Work request 1 ->
Decide whether each statement agrees with the forum post below about confidence. For each, answer yes or no and quote the deciding words of the post: (a) The writer took up boxing and gym training. (b) The writer's therapist said the writer could become a macho alpha type. (c) The writer describes having always been a leader.
Work request 2 ->
Translate this sentence from the forum post below about confidence into Spanish: "I will never be confident enough to be a leader for people - i always have been a follower."
(Page text)
All my life i have been weak, insecure, feminine, emotionally vulnerable, not confident type of guy, raised without a father. And all my life i loved the masculine fictional characters, like Tony Soprano or Clint Eastwood roles and wanted to be like one of them. But i never could.
I struggle so hard and worked on myself a lot and after all came to conclusion that no matter what i will do, the change will be very insignificant. I picked up boxing and gym training, but still feel insecure as hell.
It seems like will never be confident enough to stop caring about what other people think and live life on my terms - i always care more about other people opinions that my own. I will never be confident enough to do the cold approach with unknown girl - i tried to many times and always i freeze up. Girls will never feel secure and protected around me - my ex-gf was afraid to have street-walks with me during the night time and she was right, because i could not protect her. I will never be confident enough to be a leader for people - i always have been a follower. Are all those assumptions true or do i have the hope to change?
Recently my therapist said that "you will never be macho alpha type of guy, accept it and get used to your role". It was very sad truth, i guess he is right. My insecurities are so fundamental that maximum that i can do is to minimize them instead of erasing them.
Do you think there are limits to change? Can one very beta-type of guy gradually become alpha-type of guy?
Last edited by Mefisto; Jan 17, 2015 at 05:21 PM.
(End Page text)
(Supplied data)
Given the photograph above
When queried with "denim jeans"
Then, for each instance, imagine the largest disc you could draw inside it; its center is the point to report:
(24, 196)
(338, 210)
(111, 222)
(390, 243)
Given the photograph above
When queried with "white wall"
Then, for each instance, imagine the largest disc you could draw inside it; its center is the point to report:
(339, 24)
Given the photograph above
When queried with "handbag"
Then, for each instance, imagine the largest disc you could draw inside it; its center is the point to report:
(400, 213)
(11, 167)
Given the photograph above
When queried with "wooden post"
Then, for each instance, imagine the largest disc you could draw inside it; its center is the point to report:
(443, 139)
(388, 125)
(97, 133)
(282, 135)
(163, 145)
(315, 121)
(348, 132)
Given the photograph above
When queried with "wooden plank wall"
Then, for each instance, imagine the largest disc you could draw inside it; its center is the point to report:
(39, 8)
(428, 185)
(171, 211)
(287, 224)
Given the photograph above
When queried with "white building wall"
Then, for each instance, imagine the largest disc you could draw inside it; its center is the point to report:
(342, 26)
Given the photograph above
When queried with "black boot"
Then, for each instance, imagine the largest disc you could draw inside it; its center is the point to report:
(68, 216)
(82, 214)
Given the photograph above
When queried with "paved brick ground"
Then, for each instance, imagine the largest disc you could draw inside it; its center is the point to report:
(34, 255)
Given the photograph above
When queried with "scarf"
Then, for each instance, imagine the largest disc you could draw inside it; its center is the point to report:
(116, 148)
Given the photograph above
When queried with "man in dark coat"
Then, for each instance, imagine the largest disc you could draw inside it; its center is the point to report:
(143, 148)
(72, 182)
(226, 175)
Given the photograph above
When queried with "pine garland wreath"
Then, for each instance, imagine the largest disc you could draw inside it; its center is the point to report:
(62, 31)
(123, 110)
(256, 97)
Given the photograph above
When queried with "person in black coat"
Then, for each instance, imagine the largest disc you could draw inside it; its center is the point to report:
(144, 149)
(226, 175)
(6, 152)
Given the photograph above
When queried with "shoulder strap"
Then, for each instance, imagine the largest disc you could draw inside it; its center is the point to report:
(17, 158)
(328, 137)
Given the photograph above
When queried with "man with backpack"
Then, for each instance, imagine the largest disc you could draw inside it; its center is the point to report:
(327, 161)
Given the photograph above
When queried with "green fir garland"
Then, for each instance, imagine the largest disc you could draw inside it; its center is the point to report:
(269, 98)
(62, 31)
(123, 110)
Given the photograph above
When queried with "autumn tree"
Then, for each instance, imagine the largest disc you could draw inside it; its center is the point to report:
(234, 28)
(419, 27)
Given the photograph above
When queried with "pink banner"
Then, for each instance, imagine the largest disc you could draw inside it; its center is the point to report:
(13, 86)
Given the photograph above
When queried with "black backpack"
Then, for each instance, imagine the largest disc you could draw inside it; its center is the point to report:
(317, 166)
(End Supplied data)
Solution 1 ->
(a) Yes: "I picked up boxing and gym training"
(b) No: "you will never be macho alpha type of guy, accept it and get used to your role"
(c) No: "i always have been a follower"

Solution 2 ->
Nunca tendré la suficiente confianza para ser un líder para la gente; siempre he sido un seguidor.